== Textausschnitt ==
Sonntag, Juli 24, 2005

Endfassung: Die wilden Tage von Ktisch mit der Bohème von Böhmen

So! Nachdem nun schon Drohmails eingelangt sind, ich möge gefälligst die Urlaubsberichterstattung einer Erledigung zuführen, muss ich jetzt wohl.

Das Ganze fing mit einer Absage an: Die Nachbarn waren mir schon seit Wochen mit dem verwegenen Ansinnen in den Ohren gelegen, ihnen im Urlaub das Aupair-Mädchen zu spielen. Dahinter steckte die doch etwas gemeine Absicht, befreundeten Jungfamilien vorzugaukeln, man könne auch mit Kindern urlauben wie früher zu Rockstarzeiten. Ich lehnte selbstverständlich ab! Bei aller geisteswissenschaftlich induzierten Sinnsuche (sprich: bei aller Gier nach sinnvoller Tätigkeit) - die Vorstellung, als verwöhnte Primarstochter eine subalterne Anstellung im Nachbarshaushalt annehmen zu müssen, trieb mir den kalten Schweiß auf die Stirn.
Ich ließ die Nachbarn also heulend und z.T. tobend zurück und ging meiner Wege. Einer davon führte mich in den Kofferraum unseres Autos, das ich meinem Mäzen zuliebe staubsaugend von den letzten Haaren unseres kurz zuvor verwichenenen Hundes befreien wollte. Nach nur wenigen Minuten übermannte mich der süße Schmerz des Gedenkens und ich begann mädchenhaft bitterlich zu weinen. Da die Tränen meine Augen trübten und der Staubsauger meine Ohren, bemerkte ich zu spät, dass sich das Auto in Bewegung gesetzt hatte. Ich wuchtete mich zur Handbremse. Auf halbem Wege musste ich erkennen, dass sich die Nachbarn heimlich unser Auto geliehen und obendrein mich entführt hatten! Dies erkennen und erneut bitterlich weinen waren eins.
===
> [Arbeitsaufträge]:
**A)** Gib den Absatz des Urlaubsberichts, der mit „Ich ließ die Nachbarn also heulend“ beginnt, gekürzt als Liste wieder und behalte dabei seine wichtigsten Fakten bei.
**B)** Schreibe den Urlaubsbericht im Anschluss an seinen letzten Satz weiter.
== Auszug Datensatz ==
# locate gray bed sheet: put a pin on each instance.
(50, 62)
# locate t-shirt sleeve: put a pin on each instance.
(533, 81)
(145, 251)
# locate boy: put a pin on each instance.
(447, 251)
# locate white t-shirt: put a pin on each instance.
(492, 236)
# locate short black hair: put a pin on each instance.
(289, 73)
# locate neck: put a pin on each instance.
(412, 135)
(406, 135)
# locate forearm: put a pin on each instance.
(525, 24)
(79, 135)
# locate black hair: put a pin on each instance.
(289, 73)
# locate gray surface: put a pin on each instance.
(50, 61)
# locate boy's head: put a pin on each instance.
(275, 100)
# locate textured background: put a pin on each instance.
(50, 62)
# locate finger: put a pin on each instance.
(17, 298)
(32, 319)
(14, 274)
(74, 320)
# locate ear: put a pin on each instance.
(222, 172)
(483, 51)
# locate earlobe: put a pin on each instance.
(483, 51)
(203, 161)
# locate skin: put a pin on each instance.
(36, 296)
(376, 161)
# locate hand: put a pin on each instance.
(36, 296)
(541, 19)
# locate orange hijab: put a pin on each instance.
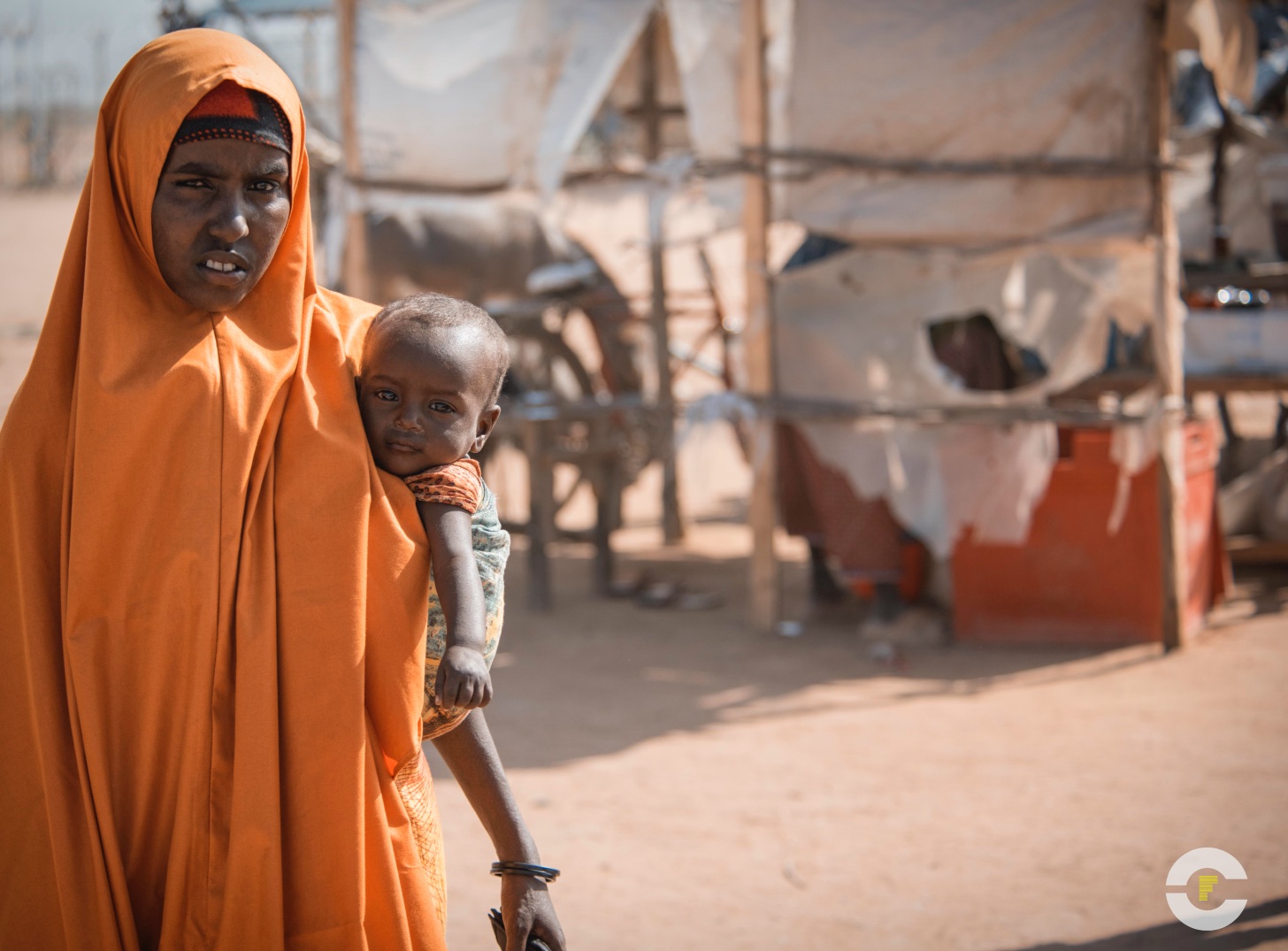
(212, 623)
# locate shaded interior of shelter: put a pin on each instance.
(979, 357)
(1256, 927)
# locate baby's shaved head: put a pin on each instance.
(420, 313)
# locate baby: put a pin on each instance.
(432, 372)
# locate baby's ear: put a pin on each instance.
(487, 420)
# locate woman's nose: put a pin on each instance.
(229, 223)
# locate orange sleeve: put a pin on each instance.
(456, 483)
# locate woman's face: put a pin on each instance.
(222, 206)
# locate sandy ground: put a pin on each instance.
(703, 786)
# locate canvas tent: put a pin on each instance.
(978, 155)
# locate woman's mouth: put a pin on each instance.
(226, 271)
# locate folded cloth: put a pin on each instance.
(456, 483)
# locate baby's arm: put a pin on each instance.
(525, 905)
(463, 677)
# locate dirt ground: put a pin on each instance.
(705, 787)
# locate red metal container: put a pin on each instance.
(1072, 581)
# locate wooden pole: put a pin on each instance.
(651, 115)
(1169, 344)
(759, 333)
(355, 265)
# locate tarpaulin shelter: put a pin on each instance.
(1006, 156)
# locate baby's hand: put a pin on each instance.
(463, 679)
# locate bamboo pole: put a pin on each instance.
(1167, 352)
(651, 115)
(355, 265)
(759, 333)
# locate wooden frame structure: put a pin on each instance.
===
> [Gegebene Antworten]:
**A)**
- Ich lasse die Nachbarn heulend und teils tobend zurück.
- Meinem Mäzen zuliebe will ich im Kofferraum unseres Autos die letzten Haare unseres kürzlich verstorbenen Hundes wegsaugen.
- Nach wenigen Minuten überkommt mich die Trauer, und ich weine bitterlich.
- Wegen der Tränen und des Staubsaugerlärms merke ich zu spät, dass das Auto fährt.
- Auf halbem Weg zur Handbremse erkenne ich, dass die Nachbarn heimlich unser Auto geliehen und mich entführt haben.
- Daraufhin weine ich erneut bitterlich.

**B)**
So landete ich also mit leergeweinten Augen im südböhmischen Ktisch. Von den anwesenden Jungfamilien stieß sich keiner an meinem unglücklichen Los, zumal ich nicht nur die kleinen Goldbären zu umsorgen hatte, sondern auch noch als Reisereporterin, Mediatorin, Fremdwörterluder Kinderkungfu-Animatorin, Humorflitscherl und Häusldepp in Personalunion fungierte. Das alles natürlich mit mäßigem Erfolg, denn zu diesem Zeitpunkt galt für mich noch, dass aus dem Schmerz kein Scherz hervorsublimiert werden kann.
Dass man mich dann aber zwang, für jeden misslungenen Sager einhändige Liegestütz machen (ich schaffte keinen einzigen), brachte mir folgende Erkenntnis, die ich hiermit allen Lesern auf die Kopfpölster sticken möchte: Man kann auch ohne Spaß fröhlich sein!
* * *
Da war ich also ordentlich in die Bredouille geraten. Aber gegen die Wand gedrängt pflege ich einen unbändigen Freiheitswillen zu entwickeln. Fieberhaft begann ich nach Ausbruchsmöglichkeiten zu suchen. Bald schon hatte ich einen Plan: Des Nachts aus dem Zimmer stehlen (mich selbst, aber auch das Geld der Entführer), mich bis zur Moldau durchschlagen, einen Kajak rauben und dann an der Grenze um Asyl ansuchen - ich versprach mir von dieser Erfahrung als zusätzlichen Benefit einen tollen Erlebnisbericht für den "Falter" oder irgend ein anderes Gutmenschenblättchen, am besten gar einen Auftritt bei Veras "Schicksalstagen". Das würde einen enormen Auftrieb für mein Kunstwollen bedeuten.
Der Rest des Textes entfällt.